***** Data extracts

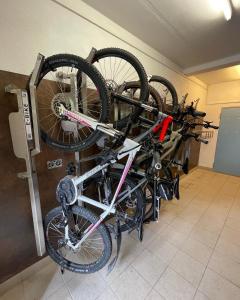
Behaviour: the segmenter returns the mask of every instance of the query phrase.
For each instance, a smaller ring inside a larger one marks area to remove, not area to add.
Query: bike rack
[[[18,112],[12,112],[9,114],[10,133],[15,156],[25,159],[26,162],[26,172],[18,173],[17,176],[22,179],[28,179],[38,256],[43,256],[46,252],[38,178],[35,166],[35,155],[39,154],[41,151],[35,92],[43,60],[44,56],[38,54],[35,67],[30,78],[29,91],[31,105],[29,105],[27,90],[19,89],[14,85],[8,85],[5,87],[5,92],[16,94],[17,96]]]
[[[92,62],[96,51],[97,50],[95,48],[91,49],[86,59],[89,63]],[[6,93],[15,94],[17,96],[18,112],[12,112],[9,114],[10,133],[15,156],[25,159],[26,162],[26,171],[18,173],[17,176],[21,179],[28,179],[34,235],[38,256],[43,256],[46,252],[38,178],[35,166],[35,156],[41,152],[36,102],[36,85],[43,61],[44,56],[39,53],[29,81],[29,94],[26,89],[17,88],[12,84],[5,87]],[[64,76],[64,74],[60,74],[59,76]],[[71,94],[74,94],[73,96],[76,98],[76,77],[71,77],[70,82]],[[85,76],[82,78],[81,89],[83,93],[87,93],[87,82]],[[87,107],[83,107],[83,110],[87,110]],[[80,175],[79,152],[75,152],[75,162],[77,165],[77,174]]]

**********

**Assignment:**
Only the lines with the string "instance" are wanted; pick them out of the records above and copy them.

**Task answer:**
Behaviour: the segmenter returns the mask of every instance of the query phrase.
For each instance, a smaller ring inside a larger one marks area to remove, not area to add.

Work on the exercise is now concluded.